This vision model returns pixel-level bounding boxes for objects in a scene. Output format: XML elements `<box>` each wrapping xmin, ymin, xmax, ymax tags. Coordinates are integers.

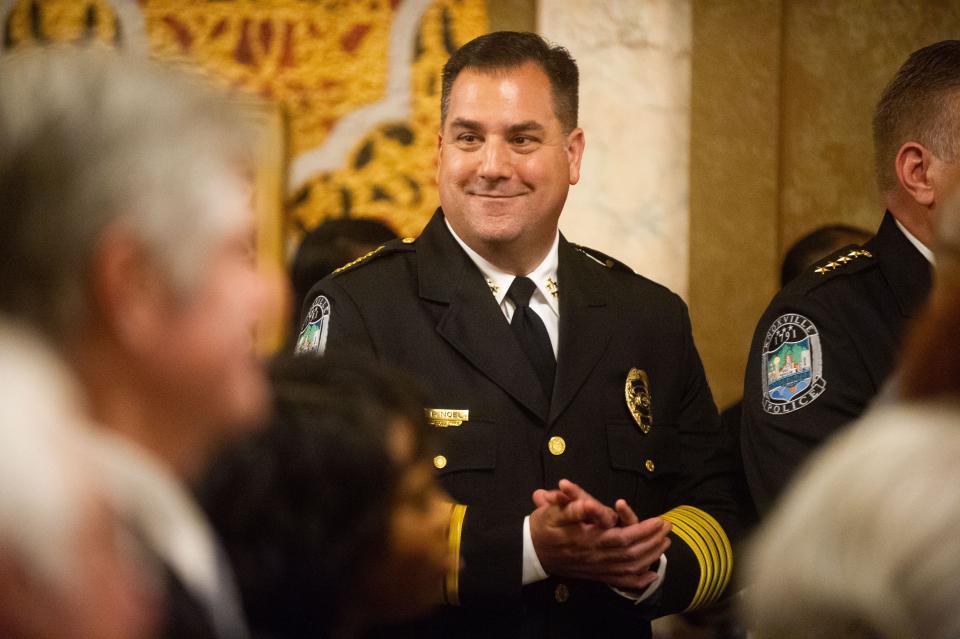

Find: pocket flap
<box><xmin>606</xmin><ymin>422</ymin><xmax>680</xmax><ymax>476</ymax></box>
<box><xmin>433</xmin><ymin>420</ymin><xmax>497</xmax><ymax>475</ymax></box>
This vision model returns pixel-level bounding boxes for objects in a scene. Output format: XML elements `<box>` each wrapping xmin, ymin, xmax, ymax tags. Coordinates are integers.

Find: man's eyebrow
<box><xmin>447</xmin><ymin>118</ymin><xmax>547</xmax><ymax>135</ymax></box>
<box><xmin>506</xmin><ymin>121</ymin><xmax>546</xmax><ymax>135</ymax></box>
<box><xmin>449</xmin><ymin>117</ymin><xmax>482</xmax><ymax>131</ymax></box>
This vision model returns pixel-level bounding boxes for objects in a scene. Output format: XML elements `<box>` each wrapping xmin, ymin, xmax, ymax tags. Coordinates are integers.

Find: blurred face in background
<box><xmin>127</xmin><ymin>171</ymin><xmax>284</xmax><ymax>471</ymax></box>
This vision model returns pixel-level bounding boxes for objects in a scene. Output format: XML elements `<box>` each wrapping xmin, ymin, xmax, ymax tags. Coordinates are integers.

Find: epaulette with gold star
<box><xmin>330</xmin><ymin>236</ymin><xmax>417</xmax><ymax>278</ymax></box>
<box><xmin>799</xmin><ymin>244</ymin><xmax>876</xmax><ymax>293</ymax></box>
<box><xmin>572</xmin><ymin>244</ymin><xmax>634</xmax><ymax>274</ymax></box>
<box><xmin>812</xmin><ymin>247</ymin><xmax>874</xmax><ymax>275</ymax></box>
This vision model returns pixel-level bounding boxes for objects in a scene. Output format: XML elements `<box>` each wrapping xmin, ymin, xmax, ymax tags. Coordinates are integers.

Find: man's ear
<box><xmin>895</xmin><ymin>141</ymin><xmax>935</xmax><ymax>207</ymax></box>
<box><xmin>566</xmin><ymin>127</ymin><xmax>585</xmax><ymax>186</ymax></box>
<box><xmin>89</xmin><ymin>225</ymin><xmax>166</xmax><ymax>351</ymax></box>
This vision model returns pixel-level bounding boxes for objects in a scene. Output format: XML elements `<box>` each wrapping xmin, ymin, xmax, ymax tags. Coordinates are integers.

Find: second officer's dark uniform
<box><xmin>741</xmin><ymin>212</ymin><xmax>932</xmax><ymax>515</ymax></box>
<box><xmin>298</xmin><ymin>209</ymin><xmax>739</xmax><ymax>639</ymax></box>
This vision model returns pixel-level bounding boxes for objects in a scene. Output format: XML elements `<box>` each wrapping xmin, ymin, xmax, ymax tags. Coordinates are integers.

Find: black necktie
<box><xmin>506</xmin><ymin>276</ymin><xmax>556</xmax><ymax>397</ymax></box>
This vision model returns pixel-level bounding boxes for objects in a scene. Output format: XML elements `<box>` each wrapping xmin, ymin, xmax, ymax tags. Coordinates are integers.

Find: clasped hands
<box><xmin>529</xmin><ymin>479</ymin><xmax>671</xmax><ymax>591</ymax></box>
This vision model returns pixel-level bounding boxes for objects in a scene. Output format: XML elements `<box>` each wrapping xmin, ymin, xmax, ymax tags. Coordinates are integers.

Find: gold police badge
<box><xmin>625</xmin><ymin>368</ymin><xmax>653</xmax><ymax>434</ymax></box>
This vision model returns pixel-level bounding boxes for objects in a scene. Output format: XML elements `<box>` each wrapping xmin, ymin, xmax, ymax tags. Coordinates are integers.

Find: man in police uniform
<box><xmin>298</xmin><ymin>32</ymin><xmax>738</xmax><ymax>638</ymax></box>
<box><xmin>740</xmin><ymin>41</ymin><xmax>960</xmax><ymax>516</ymax></box>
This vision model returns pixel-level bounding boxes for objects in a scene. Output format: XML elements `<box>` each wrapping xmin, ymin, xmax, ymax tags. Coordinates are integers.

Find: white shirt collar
<box><xmin>895</xmin><ymin>219</ymin><xmax>935</xmax><ymax>265</ymax></box>
<box><xmin>445</xmin><ymin>219</ymin><xmax>560</xmax><ymax>317</ymax></box>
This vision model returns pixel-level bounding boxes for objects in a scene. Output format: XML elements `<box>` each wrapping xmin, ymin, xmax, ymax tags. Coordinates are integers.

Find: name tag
<box><xmin>425</xmin><ymin>408</ymin><xmax>469</xmax><ymax>428</ymax></box>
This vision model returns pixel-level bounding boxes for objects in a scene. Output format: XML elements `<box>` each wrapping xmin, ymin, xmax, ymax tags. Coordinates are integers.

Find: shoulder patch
<box><xmin>329</xmin><ymin>237</ymin><xmax>416</xmax><ymax>277</ymax></box>
<box><xmin>572</xmin><ymin>244</ymin><xmax>634</xmax><ymax>273</ymax></box>
<box><xmin>295</xmin><ymin>295</ymin><xmax>330</xmax><ymax>356</ymax></box>
<box><xmin>761</xmin><ymin>313</ymin><xmax>826</xmax><ymax>415</ymax></box>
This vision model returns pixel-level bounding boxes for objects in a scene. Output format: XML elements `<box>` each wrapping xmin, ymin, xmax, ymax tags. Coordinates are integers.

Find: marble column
<box><xmin>539</xmin><ymin>0</ymin><xmax>692</xmax><ymax>297</ymax></box>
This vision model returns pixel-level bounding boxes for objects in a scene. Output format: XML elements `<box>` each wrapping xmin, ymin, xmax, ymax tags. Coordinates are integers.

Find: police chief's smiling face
<box><xmin>437</xmin><ymin>61</ymin><xmax>584</xmax><ymax>272</ymax></box>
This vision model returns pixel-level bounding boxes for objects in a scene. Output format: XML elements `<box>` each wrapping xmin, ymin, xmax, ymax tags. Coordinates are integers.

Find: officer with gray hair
<box><xmin>0</xmin><ymin>45</ymin><xmax>281</xmax><ymax>638</ymax></box>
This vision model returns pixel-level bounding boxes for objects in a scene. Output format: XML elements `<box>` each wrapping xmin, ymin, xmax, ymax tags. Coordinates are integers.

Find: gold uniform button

→ **DIRECTIONS FOR THIS TASK**
Set down the entries above exactly; no pictures belong in the copy.

→ **ANSWER TO THIS EXERCISE**
This vision model returns pixel-level bounding boxes for objects in a scene. Output format: XML elements `<box>` each wrapping xmin, ymin, xmax, ymax tags. Coordinates are integers.


Find: pocket flap
<box><xmin>606</xmin><ymin>422</ymin><xmax>680</xmax><ymax>476</ymax></box>
<box><xmin>433</xmin><ymin>420</ymin><xmax>497</xmax><ymax>475</ymax></box>
This vision model returns pixel-level bounding boxes for objects in a scene. Output format: XML elements `<box>` each wrapping xmin, ymin, xmax, ymax tags. Coordinates are integers.

Find: man's eyebrow
<box><xmin>447</xmin><ymin>118</ymin><xmax>547</xmax><ymax>135</ymax></box>
<box><xmin>506</xmin><ymin>121</ymin><xmax>546</xmax><ymax>135</ymax></box>
<box><xmin>449</xmin><ymin>117</ymin><xmax>482</xmax><ymax>131</ymax></box>
This vision model returns pixel-level bounding boxes for objects in a scene. Output format: XML elements `<box>` each wrapping xmin, ymin, xmax, ymax tags. Coordinates are integers.

Find: blurred face in background
<box><xmin>127</xmin><ymin>171</ymin><xmax>284</xmax><ymax>471</ymax></box>
This vision model returns pixel-level bounding boxes for objects in a scene. Output format: XML elements `<box>` each wrapping xmin, ymin, xmax, ymax tags. Coordinates are integers.

Find: epaulette with gold star
<box><xmin>330</xmin><ymin>236</ymin><xmax>417</xmax><ymax>278</ymax></box>
<box><xmin>799</xmin><ymin>244</ymin><xmax>876</xmax><ymax>293</ymax></box>
<box><xmin>572</xmin><ymin>244</ymin><xmax>634</xmax><ymax>274</ymax></box>
<box><xmin>812</xmin><ymin>247</ymin><xmax>874</xmax><ymax>275</ymax></box>
This vision model returns pixel-level bounding boxes for objects in a scene. Output format: XML elements `<box>` each wrapping xmin, ymin, xmax, ymax tags. Coordinates are integers.

Find: man's ear
<box><xmin>895</xmin><ymin>141</ymin><xmax>935</xmax><ymax>207</ymax></box>
<box><xmin>566</xmin><ymin>127</ymin><xmax>585</xmax><ymax>186</ymax></box>
<box><xmin>89</xmin><ymin>225</ymin><xmax>166</xmax><ymax>351</ymax></box>
This vision model returns pixel-level bounding boxes for objects in a scene. Output format: XML elements `<box>` each wrapping xmin, ymin, xmax, ymax tags. Coordinates are integers.

Find: second officer's dark uniform
<box><xmin>741</xmin><ymin>212</ymin><xmax>932</xmax><ymax>515</ymax></box>
<box><xmin>298</xmin><ymin>209</ymin><xmax>739</xmax><ymax>639</ymax></box>
This vision model returns pixel-level bounding boxes for objects in a scene. Output format: XML elements `<box>` each wrapping xmin, ymin, xmax, ymax tags. Coordinates are integers.

Find: black necktie
<box><xmin>506</xmin><ymin>276</ymin><xmax>556</xmax><ymax>397</ymax></box>
This vision model returns pixel-level bounding boxes for objects in a scene. Output format: XML elements `<box>` each wrapping xmin, ymin, xmax, ymax tags. Coordinates are integers.

Find: clasped hands
<box><xmin>529</xmin><ymin>479</ymin><xmax>671</xmax><ymax>591</ymax></box>
This vision model returns pixel-level bounding boxes for objects in a scene. Output format: XML elements `<box>` each wrapping xmin, ymin, xmax, ymax tags. Coordinates are integers.

Find: gold police badge
<box><xmin>625</xmin><ymin>368</ymin><xmax>653</xmax><ymax>434</ymax></box>
This vision model returns pixel-level bounding boxes for objects in a scene. Output format: XML elements `<box>` each wrapping xmin, ymin, xmax, ymax tags. Coordinates are integers.

Find: man in police uniform
<box><xmin>298</xmin><ymin>32</ymin><xmax>738</xmax><ymax>638</ymax></box>
<box><xmin>740</xmin><ymin>41</ymin><xmax>960</xmax><ymax>516</ymax></box>
This vision model returns pixel-level bounding boxes for objects in a scene. Output format: XML elements `<box>` each wrapping xmin, ymin, xmax, ymax tags. Coordinates are integers.

Find: white shirt collar
<box><xmin>895</xmin><ymin>219</ymin><xmax>935</xmax><ymax>265</ymax></box>
<box><xmin>445</xmin><ymin>219</ymin><xmax>560</xmax><ymax>317</ymax></box>
This vision model returns pixel-level bounding boxes for objects in a scene. Output format: XML elements `<box>` each wrapping xmin, ymin, xmax, ymax tags. Coordinates are integers.

Find: name tag
<box><xmin>425</xmin><ymin>408</ymin><xmax>469</xmax><ymax>428</ymax></box>
This vision model returns pixel-level bounding boxes for objects in a scene. Output format: XML elements `<box>` each wrapping xmin, ymin, xmax, ymax tags. Coordinates are integers.

Find: shoulder patch
<box><xmin>329</xmin><ymin>237</ymin><xmax>416</xmax><ymax>277</ymax></box>
<box><xmin>572</xmin><ymin>244</ymin><xmax>634</xmax><ymax>273</ymax></box>
<box><xmin>295</xmin><ymin>295</ymin><xmax>330</xmax><ymax>356</ymax></box>
<box><xmin>761</xmin><ymin>313</ymin><xmax>826</xmax><ymax>415</ymax></box>
This vision model returns pixel-level bounding boxes for objects in a scene. Output format: XML elements `<box>` each wrapping xmin, ymin, xmax, ymax tags. Coordinates are integers.

Find: marble column
<box><xmin>539</xmin><ymin>0</ymin><xmax>692</xmax><ymax>297</ymax></box>
This vision model returns pixel-level bounding boxes for objects in a scene. Output format: XML elements `<box>` each wrapping xmin, ymin, xmax, ymax tags. Coordinates are integers.

Find: police chief's smiling face
<box><xmin>437</xmin><ymin>61</ymin><xmax>584</xmax><ymax>272</ymax></box>
This vision model returns pixel-level bounding boxes for objects in a scene. Output format: XML elements `<box>` each wrapping xmin, ymin, xmax, ymax tags. Coordinates are integers.

Find: officer with gray hair
<box><xmin>0</xmin><ymin>45</ymin><xmax>281</xmax><ymax>638</ymax></box>
This vision model returns pixel-level bounding boxes for objects in a scene. Output format: XML elements `<box>` each wrapping xmin, ymin, xmax, ymax tags. Coordinates are integers.

Find: gold uniform button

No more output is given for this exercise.